*** THE RECORDS Section Begins ***

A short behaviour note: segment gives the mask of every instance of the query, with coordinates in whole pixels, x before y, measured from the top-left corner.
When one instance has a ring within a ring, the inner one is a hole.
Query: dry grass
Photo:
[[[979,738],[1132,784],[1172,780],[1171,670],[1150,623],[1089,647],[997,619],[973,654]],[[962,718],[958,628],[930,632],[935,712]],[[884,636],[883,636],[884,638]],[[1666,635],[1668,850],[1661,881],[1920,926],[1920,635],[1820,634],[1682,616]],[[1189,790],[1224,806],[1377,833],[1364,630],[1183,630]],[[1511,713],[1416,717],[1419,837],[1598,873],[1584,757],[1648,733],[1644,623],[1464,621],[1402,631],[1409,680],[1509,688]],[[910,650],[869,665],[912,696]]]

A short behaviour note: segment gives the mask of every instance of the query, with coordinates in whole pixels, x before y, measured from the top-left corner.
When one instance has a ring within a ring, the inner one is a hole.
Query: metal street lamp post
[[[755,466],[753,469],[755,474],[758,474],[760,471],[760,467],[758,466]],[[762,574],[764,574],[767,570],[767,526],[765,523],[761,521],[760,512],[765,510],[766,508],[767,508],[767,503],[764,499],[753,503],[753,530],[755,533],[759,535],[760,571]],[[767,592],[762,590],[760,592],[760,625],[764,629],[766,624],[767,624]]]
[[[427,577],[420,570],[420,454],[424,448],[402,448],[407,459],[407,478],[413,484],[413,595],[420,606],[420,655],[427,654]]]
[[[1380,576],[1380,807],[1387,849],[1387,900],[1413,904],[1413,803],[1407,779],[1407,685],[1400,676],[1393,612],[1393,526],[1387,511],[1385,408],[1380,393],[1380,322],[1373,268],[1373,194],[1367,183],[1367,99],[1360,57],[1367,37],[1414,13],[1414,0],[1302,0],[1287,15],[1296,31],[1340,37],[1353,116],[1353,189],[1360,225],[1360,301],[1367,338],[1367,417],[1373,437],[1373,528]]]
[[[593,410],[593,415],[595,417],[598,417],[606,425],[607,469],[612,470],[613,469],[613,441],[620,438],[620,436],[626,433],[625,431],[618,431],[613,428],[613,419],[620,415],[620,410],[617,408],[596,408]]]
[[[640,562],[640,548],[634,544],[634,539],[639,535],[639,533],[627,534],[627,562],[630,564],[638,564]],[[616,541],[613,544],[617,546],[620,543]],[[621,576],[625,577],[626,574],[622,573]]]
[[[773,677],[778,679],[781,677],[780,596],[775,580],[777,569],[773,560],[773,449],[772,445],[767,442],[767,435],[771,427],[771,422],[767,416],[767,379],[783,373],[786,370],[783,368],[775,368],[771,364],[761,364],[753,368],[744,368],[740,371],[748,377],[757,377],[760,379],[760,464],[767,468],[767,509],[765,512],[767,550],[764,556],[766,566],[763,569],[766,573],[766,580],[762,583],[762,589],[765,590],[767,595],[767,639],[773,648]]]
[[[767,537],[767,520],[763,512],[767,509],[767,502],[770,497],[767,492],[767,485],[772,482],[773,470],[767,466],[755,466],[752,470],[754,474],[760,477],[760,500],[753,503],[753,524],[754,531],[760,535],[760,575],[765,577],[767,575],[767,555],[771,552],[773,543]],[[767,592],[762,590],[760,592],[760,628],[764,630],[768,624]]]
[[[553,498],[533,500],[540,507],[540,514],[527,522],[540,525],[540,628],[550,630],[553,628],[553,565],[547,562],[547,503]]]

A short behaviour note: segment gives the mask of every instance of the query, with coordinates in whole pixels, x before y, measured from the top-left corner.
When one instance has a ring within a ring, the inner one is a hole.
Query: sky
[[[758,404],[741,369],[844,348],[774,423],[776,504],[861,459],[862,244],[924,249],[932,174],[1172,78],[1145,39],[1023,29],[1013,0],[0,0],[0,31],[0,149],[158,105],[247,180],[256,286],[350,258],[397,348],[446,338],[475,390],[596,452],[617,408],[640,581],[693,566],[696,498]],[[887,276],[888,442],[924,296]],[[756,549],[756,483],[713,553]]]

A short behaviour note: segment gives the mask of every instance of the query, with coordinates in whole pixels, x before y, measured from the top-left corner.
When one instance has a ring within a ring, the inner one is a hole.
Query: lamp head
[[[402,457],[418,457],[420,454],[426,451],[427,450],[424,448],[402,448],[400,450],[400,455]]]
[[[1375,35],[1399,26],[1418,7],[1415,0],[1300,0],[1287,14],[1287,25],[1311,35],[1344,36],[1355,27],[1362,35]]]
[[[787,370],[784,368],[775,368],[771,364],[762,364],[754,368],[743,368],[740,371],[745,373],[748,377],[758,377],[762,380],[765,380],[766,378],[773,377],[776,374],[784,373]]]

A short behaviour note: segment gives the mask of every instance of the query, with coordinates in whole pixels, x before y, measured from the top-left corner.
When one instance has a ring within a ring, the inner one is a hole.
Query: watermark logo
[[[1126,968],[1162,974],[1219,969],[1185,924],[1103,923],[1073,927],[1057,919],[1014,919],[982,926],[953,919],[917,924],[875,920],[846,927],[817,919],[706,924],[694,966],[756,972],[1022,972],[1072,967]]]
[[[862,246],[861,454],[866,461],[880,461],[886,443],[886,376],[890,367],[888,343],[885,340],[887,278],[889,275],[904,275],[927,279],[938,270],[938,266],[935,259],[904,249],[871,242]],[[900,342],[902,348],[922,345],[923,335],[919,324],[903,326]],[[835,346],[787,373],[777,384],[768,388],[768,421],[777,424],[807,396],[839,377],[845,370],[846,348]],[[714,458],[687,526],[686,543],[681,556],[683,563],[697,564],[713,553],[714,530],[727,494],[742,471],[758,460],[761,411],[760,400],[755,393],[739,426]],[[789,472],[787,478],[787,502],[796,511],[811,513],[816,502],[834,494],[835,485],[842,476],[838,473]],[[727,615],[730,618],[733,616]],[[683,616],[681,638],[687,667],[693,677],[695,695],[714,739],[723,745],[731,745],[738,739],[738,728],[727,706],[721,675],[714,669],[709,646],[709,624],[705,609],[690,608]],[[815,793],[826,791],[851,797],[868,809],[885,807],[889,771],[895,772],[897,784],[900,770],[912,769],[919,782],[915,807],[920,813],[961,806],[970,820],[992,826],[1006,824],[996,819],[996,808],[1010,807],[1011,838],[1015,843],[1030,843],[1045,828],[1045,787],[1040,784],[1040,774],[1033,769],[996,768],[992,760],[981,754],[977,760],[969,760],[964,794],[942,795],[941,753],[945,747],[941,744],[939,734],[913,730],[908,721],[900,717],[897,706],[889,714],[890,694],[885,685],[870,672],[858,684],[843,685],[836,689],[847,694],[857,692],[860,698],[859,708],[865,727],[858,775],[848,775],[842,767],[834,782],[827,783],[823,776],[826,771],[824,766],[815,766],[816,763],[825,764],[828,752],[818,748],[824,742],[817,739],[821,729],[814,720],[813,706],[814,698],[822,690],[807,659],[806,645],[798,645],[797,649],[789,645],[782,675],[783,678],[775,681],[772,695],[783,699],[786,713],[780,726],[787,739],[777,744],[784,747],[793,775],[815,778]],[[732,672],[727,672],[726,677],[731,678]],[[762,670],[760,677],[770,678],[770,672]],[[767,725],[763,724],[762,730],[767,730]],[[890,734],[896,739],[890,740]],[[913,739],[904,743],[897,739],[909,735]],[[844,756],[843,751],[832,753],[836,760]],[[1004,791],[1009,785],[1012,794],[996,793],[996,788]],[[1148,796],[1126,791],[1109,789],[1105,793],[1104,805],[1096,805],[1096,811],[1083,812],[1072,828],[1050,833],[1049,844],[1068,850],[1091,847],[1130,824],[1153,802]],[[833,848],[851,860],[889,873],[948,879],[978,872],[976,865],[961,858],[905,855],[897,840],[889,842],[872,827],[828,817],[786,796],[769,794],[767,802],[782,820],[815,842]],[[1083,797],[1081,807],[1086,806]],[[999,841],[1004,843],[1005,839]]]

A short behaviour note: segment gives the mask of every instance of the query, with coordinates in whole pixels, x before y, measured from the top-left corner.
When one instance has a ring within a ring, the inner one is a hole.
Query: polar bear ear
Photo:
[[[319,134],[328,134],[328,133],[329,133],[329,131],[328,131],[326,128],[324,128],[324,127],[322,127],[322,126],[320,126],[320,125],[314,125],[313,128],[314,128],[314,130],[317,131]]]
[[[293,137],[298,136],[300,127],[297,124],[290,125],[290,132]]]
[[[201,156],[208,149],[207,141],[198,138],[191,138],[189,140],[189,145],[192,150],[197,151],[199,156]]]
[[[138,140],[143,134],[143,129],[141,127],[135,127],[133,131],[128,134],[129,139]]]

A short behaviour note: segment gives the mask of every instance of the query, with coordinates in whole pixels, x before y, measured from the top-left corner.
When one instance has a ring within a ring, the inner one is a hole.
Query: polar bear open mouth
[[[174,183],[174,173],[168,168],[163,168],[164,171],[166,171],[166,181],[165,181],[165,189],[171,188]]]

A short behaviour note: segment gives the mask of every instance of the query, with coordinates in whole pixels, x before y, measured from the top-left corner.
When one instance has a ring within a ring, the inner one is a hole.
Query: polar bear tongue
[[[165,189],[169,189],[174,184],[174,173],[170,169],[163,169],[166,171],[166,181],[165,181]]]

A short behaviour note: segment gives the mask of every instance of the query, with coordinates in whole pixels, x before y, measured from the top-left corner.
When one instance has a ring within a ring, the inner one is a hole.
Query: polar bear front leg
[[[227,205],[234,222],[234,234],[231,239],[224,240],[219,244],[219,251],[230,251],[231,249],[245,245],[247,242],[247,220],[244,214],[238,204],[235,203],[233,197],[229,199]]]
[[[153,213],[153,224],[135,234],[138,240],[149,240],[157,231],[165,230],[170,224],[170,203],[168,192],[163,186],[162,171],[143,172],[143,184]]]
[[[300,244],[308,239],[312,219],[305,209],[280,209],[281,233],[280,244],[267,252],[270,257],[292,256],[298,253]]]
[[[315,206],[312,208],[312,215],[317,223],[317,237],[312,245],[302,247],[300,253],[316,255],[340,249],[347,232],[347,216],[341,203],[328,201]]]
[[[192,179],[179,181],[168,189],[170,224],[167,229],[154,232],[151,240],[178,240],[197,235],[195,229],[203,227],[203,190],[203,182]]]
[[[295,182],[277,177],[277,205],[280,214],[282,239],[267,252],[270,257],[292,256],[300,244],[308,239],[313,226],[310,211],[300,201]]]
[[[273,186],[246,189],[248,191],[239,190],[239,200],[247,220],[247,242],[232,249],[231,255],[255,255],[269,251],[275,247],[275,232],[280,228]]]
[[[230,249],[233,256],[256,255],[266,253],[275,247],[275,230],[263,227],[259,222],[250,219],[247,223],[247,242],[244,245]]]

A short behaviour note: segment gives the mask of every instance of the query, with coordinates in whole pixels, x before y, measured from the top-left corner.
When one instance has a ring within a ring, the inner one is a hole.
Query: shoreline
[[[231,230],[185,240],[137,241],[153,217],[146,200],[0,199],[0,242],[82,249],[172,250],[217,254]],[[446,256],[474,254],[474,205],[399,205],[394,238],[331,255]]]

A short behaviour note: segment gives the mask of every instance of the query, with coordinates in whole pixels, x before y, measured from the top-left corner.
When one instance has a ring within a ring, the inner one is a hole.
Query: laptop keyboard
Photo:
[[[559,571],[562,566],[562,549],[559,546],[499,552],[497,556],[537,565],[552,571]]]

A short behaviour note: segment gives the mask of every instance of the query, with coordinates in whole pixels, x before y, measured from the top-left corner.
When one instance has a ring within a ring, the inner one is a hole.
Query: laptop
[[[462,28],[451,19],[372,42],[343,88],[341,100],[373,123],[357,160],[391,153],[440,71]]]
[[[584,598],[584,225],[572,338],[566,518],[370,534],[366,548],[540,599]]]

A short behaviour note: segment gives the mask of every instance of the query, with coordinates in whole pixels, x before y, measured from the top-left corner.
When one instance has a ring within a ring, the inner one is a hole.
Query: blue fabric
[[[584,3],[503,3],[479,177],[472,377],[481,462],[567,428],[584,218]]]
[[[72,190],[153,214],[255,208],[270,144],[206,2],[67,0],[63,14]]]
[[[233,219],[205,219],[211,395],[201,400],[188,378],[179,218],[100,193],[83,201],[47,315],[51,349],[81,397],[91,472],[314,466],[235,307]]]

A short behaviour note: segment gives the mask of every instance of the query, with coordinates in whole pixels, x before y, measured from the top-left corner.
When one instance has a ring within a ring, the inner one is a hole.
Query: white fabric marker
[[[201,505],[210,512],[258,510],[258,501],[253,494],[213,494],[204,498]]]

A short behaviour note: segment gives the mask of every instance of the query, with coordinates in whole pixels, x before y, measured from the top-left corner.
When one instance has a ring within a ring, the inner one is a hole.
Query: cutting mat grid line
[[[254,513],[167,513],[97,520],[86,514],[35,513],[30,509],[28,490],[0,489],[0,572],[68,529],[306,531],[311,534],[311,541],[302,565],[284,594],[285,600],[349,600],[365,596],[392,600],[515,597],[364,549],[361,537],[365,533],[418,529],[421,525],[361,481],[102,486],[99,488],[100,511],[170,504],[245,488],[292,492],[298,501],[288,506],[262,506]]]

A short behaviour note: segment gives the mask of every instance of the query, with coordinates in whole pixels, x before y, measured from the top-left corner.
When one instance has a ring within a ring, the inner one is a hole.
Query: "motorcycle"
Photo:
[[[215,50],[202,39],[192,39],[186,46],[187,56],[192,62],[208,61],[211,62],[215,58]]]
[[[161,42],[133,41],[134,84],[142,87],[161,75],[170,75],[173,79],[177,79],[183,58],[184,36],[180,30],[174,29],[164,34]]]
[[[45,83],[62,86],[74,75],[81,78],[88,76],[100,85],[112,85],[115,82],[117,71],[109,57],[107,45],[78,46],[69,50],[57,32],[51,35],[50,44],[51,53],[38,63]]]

*** THE RECORDS Section Ends ***

• **WHAT YOU NEED TO DO**: Please output only the lines from the first line of the entries through the line with "Query: dry grass", both included, exactly as written.

• **REPLY TO THE TASK**:
A short behaviour note: segment gives the mask of every instance of the query, with coordinates in whole pixels, x before y, measured from the top-left corner.
When one instance has a ring within a ring, the inner one is a hole.
Query: dry grass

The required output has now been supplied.